> Verilen görev A: Yunanistan Dışişleri Bakanı'nın konuşmasını ele alan metni baştan sona, hiçbir değişiklik yapmadan kopyalayın.

> Belge bölümü:
= = = = = = =
Yunanistan Dışişleri Bakanı’nın Konuşmasının Ana Konusu “Güvenlik ve Garantiler”
Yunanistan Dışişleri Bakanı Kotzias’ın Konferans’ta yaptığı konuşmanın metnini de okudum.  Kotzias, Anastasiadis’in konuşmasının muhtevasına paralel görüşler açıklamıştır. Doğrudan 1960 Garanti ve İttifak antlaşmalarının tesis ettiği güvenlik sistemini hedef alan sözler söylemiştir. 
“Biz garanti sisteminin zamanı geçtiğine inanıyoruz. Bu sistem sömürgecilik dönemine ait bir güvenlik sistemidir” demiştir.
Kotzias “en iyi garantinin vatandaşların bireysel ve kolektif hakları ve Avrupa Birliği olduğunu” öne sürmüştür.
= = = = = = =
> Gösterilen girdiler:
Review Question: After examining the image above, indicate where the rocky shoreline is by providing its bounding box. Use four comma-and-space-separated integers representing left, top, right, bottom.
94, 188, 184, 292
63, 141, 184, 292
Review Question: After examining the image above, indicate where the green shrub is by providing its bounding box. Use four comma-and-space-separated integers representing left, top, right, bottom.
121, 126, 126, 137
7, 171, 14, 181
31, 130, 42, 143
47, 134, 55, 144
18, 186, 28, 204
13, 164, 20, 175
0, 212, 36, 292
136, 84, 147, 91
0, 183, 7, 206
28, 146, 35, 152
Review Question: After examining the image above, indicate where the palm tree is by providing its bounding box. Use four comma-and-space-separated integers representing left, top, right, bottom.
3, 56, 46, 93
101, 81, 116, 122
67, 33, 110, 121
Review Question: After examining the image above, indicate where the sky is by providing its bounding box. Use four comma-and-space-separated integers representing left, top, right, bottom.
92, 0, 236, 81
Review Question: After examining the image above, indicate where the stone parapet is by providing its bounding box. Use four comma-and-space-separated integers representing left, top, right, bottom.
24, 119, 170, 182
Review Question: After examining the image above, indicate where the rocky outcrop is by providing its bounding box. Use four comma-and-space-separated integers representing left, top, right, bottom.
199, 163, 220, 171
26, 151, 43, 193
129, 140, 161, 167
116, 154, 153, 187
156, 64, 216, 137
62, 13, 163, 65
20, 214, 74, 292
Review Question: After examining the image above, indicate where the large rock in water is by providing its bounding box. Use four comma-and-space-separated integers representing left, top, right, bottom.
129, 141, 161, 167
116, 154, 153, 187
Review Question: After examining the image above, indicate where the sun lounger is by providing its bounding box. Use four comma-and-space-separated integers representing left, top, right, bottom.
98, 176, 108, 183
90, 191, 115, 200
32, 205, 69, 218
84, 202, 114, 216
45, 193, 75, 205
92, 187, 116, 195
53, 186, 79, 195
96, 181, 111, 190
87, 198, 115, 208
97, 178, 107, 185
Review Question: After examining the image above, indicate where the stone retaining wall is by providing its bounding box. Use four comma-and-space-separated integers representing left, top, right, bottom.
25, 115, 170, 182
= = = = = = =
> Verilen görev B: Girdilerin ilk satırından "28, 146, 35, 152" ifadesinin geçtiği satıra kadar, iki uç da dahil olmak üzere, satırları yeniden yazın. Bu satırlarda "green shrub" yerine "small bush" koyun ve geri kalan her şeyi olduğu gibi bırakın.

> Yazılı yanıt A:
Yunanistan Dışişleri Bakanı’nın Konuşmasının Ana Konusu “Güvenlik ve Garantiler”
Yunanistan Dışişleri Bakanı Kotzias’ın Konferans’ta yaptığı konuşmanın metnini de okudum.  Kotzias, Anastasiadis’in konuşmasının muhtevasına paralel görüşler açıklamıştır. Doğrudan 1960 Garanti ve İttifak antlaşmalarının tesis ettiği güvenlik sistemini hedef alan sözler söylemiştir. 
“Biz garanti sisteminin zamanı geçtiğine inanıyoruz. Bu sistem sömürgecilik dönemine ait bir güvenlik sistemidir” demiştir.
Kotzias “en iyi garantinin vatandaşların bireysel ve kolektif hakları ve Avrupa Birliği olduğunu” öne sürmüştür.

> Yazılı yanıt B:
Review Question: After examining the image above, indicate where the rocky shoreline is by providing its bounding box. Use four comma-and-space-separated integers representing left, top, right, bottom.
94, 188, 184, 292
63, 141, 184, 292
Review Question: After examining the image above, indicate where the small bush is by providing its bounding box. Use four comma-and-space-separated integers representing left, top, right, bottom.
121, 126, 126, 137
7, 171, 14, 181
31, 130, 42, 143
47, 134, 55, 144
18, 186, 28, 204
13, 164, 20, 175
0, 212, 36, 292
136, 84, 147, 91
0, 183, 7, 206
28, 146, 35, 152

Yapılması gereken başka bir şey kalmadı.